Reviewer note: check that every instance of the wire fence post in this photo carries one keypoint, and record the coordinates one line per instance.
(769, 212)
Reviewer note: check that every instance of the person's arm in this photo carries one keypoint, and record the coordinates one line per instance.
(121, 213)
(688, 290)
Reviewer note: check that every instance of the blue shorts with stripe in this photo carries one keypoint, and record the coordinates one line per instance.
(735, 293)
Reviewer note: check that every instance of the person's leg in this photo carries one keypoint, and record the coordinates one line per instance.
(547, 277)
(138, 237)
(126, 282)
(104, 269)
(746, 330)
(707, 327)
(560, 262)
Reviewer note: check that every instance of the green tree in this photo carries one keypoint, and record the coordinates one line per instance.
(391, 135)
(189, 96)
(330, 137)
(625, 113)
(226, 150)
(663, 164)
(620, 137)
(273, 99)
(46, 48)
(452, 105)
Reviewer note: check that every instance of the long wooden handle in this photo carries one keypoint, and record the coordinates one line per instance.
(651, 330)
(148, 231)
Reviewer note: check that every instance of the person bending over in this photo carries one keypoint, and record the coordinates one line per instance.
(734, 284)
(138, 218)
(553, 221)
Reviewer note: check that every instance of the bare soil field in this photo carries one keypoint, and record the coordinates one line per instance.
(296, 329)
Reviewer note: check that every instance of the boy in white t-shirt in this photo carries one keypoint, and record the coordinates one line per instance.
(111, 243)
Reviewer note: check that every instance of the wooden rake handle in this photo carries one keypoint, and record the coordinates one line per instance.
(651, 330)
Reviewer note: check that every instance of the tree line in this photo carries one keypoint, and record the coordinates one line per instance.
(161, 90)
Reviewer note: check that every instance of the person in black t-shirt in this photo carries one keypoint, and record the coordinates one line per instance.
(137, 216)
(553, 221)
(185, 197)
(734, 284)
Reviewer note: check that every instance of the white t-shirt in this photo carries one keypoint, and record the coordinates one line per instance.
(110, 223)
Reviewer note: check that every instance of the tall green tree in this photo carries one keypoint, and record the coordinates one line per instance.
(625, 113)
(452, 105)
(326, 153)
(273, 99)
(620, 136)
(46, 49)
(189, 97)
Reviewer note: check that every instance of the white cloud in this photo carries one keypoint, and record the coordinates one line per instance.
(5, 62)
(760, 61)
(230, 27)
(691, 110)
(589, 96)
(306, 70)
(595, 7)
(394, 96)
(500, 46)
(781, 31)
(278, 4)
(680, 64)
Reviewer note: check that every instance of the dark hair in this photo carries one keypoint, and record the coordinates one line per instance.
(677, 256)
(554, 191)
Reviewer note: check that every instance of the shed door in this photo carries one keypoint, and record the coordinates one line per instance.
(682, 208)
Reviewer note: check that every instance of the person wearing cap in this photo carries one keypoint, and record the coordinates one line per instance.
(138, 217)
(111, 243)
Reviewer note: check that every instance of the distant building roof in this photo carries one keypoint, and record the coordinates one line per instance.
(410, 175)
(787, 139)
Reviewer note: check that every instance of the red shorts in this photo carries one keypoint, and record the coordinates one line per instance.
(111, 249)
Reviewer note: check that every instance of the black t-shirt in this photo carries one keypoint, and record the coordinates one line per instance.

------------------------------------------------------------------------

Zu erledigende Arbeit.
Schreibe die Zeilen ab der Zeile mit „Reviewer note: check that every instance of the red“ bis einschließlich der letzten Zeile vollständig neu und multipliziere dabei jede Koordinate mit 1,35. Runde auf ganze Zahlen und bei genau ,5 auf.

Schriftliche Antwort.
Reviewer note: check that every instance of the red shorts in this photo carries one keypoint, and record the coordinates one line per instance.
(150, 336)
Reviewer note: check that every instance of the black t-shirt in this photo carries one keypoint, and record the coordinates one line per instance.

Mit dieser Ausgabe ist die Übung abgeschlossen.